Copy the rows below, starting at the line that contains "In this exercise you will spot each instance of the toaster" and ending with the last row, both ends included. Shift each coordinate up by 61 by adding 61 to both numbers in every pair, and leave all other lines as they are.
── Working data ──
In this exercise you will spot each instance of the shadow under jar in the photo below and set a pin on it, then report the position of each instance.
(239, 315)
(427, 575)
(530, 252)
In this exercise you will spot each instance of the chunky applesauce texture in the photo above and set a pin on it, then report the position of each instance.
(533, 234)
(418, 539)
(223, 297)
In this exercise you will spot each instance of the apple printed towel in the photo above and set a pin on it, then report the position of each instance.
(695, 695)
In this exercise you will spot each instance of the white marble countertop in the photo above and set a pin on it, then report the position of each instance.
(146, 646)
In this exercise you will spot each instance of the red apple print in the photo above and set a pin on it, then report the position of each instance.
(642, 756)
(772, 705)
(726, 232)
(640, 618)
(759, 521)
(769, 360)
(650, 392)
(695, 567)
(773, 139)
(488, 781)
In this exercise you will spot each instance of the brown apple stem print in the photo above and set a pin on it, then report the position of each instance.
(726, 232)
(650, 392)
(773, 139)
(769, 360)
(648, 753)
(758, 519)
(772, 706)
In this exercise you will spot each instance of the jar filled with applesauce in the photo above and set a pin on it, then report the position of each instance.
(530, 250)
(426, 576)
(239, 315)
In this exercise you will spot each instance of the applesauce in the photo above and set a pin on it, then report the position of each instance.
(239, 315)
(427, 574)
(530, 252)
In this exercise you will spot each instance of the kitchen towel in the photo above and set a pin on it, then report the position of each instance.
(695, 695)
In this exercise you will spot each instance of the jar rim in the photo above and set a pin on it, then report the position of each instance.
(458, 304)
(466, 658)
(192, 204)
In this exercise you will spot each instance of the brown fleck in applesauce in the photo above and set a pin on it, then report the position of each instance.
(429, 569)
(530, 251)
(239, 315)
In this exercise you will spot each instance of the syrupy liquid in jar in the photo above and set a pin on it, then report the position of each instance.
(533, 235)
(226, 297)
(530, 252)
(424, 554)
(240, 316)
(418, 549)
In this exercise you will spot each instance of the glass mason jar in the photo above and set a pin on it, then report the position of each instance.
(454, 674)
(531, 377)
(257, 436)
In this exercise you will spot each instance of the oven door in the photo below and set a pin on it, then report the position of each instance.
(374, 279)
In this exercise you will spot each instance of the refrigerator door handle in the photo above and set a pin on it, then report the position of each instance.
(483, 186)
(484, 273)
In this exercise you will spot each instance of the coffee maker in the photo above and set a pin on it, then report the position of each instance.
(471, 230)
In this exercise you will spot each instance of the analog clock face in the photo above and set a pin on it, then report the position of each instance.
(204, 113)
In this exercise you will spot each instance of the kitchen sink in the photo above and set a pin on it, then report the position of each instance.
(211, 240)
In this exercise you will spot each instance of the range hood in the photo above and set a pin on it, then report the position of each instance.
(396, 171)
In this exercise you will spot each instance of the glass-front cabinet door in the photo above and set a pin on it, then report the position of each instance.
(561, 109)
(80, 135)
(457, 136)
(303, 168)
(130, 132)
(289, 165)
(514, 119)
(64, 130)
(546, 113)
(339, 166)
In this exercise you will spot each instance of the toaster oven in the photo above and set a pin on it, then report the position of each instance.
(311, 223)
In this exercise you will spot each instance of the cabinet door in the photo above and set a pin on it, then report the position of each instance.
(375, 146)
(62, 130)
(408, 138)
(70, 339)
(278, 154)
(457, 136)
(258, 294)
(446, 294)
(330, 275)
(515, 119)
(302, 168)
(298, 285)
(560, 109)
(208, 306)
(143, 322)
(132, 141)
───
* **Solution**
In this exercise you will spot each instance of the toaster oven in the photo above and set a pin on it, then report the position of each instance.
(372, 284)
In this exercise you will spot each instance of the cabinet door in the photo above and set a pin on it, then report the position of each instance.
(436, 207)
(123, 191)
(469, 199)
(131, 400)
(339, 215)
(518, 197)
(319, 355)
(507, 355)
(391, 336)
(576, 180)
(363, 229)
(359, 346)
(621, 170)
(269, 367)
(204, 383)
(193, 202)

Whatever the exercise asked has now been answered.